• Set exercise 1: Reproduce the entries below word for word, from the start of the entries through the line that contains "top-left (164, 184), bottom-right (203, 245)", with both ends included.

• Source:
Bug 728997 – Blank nodes are sometimes removed when parsing HTML

After an evaluation, GNOME has moved from Bugzilla to GitLab. Learn more about GitLab.
No new issues can be reported in GNOME Bugzilla anymore.
To report an issue in a GNOME project, go to GNOME GitLab.
Do not go to GNOME Gitlab for: Bluefish, Doxygen, GnuCash, GStreamer, java-gnome, LDTP, NetworkManager, Tomboy.

Bug 728997 - Blank nodes are sometimes removed when parsing HTML


Summary:	Blank nodes are sometimes removed when parsing HTML


Status:	RESOLVED DUPLICATE of bug 681822

Product:	libxml2
Classification:	Platform
Component:	htmlparser
Version:	git master
Hardware:	Other Linux

Importance:	Normal normal
Target Milestone:	---
Assigned To:	Daniel Veillard
QA Contact:	libxml QA maintainers

URL:
Whiteboard:

Depends on:
Blocks:

Reported:	2014-04-26 04:53 UTC by Krizalys
Modified:	2017-06-17 10:51 UTC

See Also:
GNOME target:	---
GNOME version:	---

Attachments
Test HTML file + program (837 bytes, application/gzip) 2014-04-26 04:53 UTC, Krizalys	Details

Description Krizalys 2014-04-26 04:53:58 UTC

Created attachment 275188 [details]
Test HTML file + program

libxml2 sometimes removes blank nodes (eg. text nodes with blank chars as contents) when parsing HTML.

This may be problematic as blank nodes sometimes have an effect on the output (eg. horizontally separate two inline elements in a web browser).

Attached is an example to demonstrate this. The archive contains:
- A test HTML file (valid HTML 5 according to the W3C validator)
- A C program that parses this file and dumps elements and text nodes as they were parsed (all elements will be closed, eg. <meta> -> <meta></meta>).
- A Makefile to compile it

In the HTML file, note the blank node (eg. new line + tab characters) between both <input>s.

The output of the program (compiled against libxml2-2.9.1, latest stable version at the time of this submission) will be:

$ ./main
<html><head><meta></meta><title>Test case</title></head><body>
		
	<form>
			<input></input><input></input></form>
	</body></html>$

As you can see, the blank node between both <input>s has been removed by libxml2. A web browser would now stick the two fields together, whereas they would be horizontally separated if rendered from the original file.

Comment 1 Nick Wellnhofer 2017-06-17 10:51:55 UTC


*** This bug has been marked as a duplicate of bug 681822 ***

• Set exercise 2: Write out the stretch of the bug report above from "Attached is an" through "between both <input>s.", swapping in "bundle" wherever "archive" appears.

• Records to use:
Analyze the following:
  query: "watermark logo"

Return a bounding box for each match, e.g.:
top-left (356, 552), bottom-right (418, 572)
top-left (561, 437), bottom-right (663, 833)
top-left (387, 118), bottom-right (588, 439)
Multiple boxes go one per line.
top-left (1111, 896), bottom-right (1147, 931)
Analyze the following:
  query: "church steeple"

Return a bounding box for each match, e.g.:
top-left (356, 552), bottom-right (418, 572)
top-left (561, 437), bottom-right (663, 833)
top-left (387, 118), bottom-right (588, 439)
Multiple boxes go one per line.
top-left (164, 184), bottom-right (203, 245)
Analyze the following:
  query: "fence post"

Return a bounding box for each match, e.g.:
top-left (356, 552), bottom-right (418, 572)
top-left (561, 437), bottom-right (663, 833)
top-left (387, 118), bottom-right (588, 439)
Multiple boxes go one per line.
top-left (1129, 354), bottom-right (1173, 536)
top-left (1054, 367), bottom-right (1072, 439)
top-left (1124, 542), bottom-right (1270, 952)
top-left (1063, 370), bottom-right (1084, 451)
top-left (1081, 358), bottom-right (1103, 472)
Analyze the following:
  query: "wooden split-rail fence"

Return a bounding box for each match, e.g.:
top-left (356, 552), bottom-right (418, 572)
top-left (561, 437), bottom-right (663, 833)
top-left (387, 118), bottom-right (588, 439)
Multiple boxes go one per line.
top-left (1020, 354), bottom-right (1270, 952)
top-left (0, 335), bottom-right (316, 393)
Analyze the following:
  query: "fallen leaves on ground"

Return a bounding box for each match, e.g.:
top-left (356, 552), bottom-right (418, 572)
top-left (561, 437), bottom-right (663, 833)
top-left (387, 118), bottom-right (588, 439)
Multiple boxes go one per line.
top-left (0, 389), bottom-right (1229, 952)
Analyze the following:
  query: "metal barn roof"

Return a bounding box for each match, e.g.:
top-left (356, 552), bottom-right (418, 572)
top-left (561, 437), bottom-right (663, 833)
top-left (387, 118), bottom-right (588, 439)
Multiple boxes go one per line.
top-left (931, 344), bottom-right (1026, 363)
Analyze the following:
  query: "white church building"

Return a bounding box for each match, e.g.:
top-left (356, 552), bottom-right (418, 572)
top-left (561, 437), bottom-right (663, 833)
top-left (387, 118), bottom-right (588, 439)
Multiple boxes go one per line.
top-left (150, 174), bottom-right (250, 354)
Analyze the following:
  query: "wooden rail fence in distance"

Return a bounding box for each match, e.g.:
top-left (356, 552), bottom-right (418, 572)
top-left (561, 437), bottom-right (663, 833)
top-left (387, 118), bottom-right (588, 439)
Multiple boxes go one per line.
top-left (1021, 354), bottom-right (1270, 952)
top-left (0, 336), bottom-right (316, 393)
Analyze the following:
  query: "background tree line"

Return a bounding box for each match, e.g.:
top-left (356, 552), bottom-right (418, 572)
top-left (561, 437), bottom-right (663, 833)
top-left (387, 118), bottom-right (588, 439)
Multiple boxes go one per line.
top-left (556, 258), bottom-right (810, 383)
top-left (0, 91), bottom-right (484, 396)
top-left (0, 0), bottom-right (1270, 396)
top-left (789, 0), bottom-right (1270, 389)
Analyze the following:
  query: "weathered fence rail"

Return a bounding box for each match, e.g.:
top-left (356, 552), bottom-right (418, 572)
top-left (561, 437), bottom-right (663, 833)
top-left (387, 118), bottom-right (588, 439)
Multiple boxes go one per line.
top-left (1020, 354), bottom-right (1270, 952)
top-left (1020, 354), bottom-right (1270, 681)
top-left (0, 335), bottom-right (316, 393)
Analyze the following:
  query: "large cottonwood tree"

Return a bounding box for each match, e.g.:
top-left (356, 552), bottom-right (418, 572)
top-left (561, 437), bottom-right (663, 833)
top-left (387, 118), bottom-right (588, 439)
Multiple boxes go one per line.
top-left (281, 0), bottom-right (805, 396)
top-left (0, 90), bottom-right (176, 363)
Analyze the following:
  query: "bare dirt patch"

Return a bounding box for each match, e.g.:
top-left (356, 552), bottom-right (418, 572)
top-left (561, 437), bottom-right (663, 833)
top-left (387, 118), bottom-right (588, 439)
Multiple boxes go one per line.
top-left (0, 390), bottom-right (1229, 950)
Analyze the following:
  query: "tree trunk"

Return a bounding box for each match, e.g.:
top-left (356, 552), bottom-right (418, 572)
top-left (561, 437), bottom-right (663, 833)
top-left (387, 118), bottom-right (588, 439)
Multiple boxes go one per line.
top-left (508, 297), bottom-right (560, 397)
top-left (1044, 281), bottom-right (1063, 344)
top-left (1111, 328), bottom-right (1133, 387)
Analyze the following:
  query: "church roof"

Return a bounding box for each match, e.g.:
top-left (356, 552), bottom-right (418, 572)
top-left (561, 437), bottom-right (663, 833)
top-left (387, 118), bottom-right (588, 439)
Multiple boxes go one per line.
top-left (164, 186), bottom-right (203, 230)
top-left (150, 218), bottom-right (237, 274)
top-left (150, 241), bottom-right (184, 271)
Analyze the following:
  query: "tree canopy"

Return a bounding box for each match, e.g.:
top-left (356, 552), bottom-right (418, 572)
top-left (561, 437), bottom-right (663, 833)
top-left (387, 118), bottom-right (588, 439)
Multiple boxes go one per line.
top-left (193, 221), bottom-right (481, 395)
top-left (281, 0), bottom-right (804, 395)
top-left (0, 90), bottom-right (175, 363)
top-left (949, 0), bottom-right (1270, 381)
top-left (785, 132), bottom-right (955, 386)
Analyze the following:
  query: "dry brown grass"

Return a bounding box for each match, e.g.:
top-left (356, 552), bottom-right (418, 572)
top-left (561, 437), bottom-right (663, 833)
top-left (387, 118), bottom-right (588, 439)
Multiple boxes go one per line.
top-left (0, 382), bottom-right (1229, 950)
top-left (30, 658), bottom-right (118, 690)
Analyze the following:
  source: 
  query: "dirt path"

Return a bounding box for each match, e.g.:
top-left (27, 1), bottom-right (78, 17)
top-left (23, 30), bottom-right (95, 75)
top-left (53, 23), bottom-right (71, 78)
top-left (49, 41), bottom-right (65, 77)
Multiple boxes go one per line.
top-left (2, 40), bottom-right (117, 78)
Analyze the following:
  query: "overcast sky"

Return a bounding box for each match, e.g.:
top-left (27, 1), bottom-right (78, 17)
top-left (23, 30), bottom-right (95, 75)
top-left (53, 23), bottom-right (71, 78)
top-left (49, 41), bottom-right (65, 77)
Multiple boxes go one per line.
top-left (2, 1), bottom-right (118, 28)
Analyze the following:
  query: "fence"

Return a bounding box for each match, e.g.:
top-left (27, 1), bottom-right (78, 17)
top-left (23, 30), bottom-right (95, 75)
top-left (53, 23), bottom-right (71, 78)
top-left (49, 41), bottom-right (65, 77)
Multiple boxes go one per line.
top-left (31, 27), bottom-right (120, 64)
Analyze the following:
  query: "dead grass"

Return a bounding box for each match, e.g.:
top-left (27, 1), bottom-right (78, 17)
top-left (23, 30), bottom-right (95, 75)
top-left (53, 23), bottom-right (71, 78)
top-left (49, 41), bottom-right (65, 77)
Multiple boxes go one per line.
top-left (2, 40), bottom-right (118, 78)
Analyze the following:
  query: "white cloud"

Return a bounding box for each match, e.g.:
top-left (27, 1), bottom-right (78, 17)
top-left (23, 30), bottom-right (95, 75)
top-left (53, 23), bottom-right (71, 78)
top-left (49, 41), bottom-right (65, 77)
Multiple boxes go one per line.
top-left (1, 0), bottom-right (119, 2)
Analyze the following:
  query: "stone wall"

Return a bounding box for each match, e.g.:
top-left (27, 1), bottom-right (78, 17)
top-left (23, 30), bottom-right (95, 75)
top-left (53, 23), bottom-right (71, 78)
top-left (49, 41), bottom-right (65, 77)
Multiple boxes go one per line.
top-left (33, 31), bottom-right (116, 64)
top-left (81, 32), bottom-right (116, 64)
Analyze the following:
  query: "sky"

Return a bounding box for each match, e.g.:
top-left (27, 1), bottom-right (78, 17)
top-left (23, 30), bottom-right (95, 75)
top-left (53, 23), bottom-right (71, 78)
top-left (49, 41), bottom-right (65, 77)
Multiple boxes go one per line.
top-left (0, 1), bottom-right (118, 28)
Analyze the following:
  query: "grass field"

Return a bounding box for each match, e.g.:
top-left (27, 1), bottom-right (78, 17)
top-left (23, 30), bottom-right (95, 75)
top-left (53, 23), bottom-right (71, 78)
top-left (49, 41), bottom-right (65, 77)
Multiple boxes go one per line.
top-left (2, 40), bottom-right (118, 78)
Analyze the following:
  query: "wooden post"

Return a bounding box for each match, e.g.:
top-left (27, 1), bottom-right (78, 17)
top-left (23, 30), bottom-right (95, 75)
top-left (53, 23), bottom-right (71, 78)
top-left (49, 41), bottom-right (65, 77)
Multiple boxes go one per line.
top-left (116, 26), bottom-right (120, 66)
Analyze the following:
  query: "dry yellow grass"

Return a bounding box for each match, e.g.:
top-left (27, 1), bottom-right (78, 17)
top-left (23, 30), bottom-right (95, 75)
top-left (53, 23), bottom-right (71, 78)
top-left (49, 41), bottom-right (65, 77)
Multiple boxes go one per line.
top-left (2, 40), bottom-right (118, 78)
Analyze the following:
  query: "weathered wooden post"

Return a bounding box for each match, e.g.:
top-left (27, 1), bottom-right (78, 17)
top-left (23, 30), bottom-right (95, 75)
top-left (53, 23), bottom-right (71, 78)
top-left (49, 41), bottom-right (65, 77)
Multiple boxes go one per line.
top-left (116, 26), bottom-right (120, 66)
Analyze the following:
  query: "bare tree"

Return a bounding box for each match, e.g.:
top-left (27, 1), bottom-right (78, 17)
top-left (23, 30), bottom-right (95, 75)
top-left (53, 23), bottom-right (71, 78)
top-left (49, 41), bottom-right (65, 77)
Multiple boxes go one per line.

• Written response 1:
Analyze the following:
  query: "watermark logo"

Return a bounding box for each match, e.g.:
top-left (356, 552), bottom-right (418, 572)
top-left (561, 437), bottom-right (663, 833)
top-left (387, 118), bottom-right (588, 439)
Multiple boxes go one per line.
top-left (1111, 896), bottom-right (1147, 931)
Analyze the following:
  query: "church steeple"

Return a bounding box for each match, e.g.:
top-left (356, 552), bottom-right (418, 572)
top-left (561, 437), bottom-right (663, 833)
top-left (387, 118), bottom-right (588, 439)
Multiple boxes go one per line.
top-left (164, 184), bottom-right (203, 245)

• Written response 2:
Attached is an example to demonstrate this. The bundle contains:
- A test HTML file (valid HTML 5 according to the W3C validator)
- A C program that parses this file and dumps elements and text nodes as they were parsed (all elements will be closed, eg. <meta> -> <meta></meta>).
- A Makefile to compile it

In the HTML file, note the blank node (eg. new line + tab characters) between both <input>s.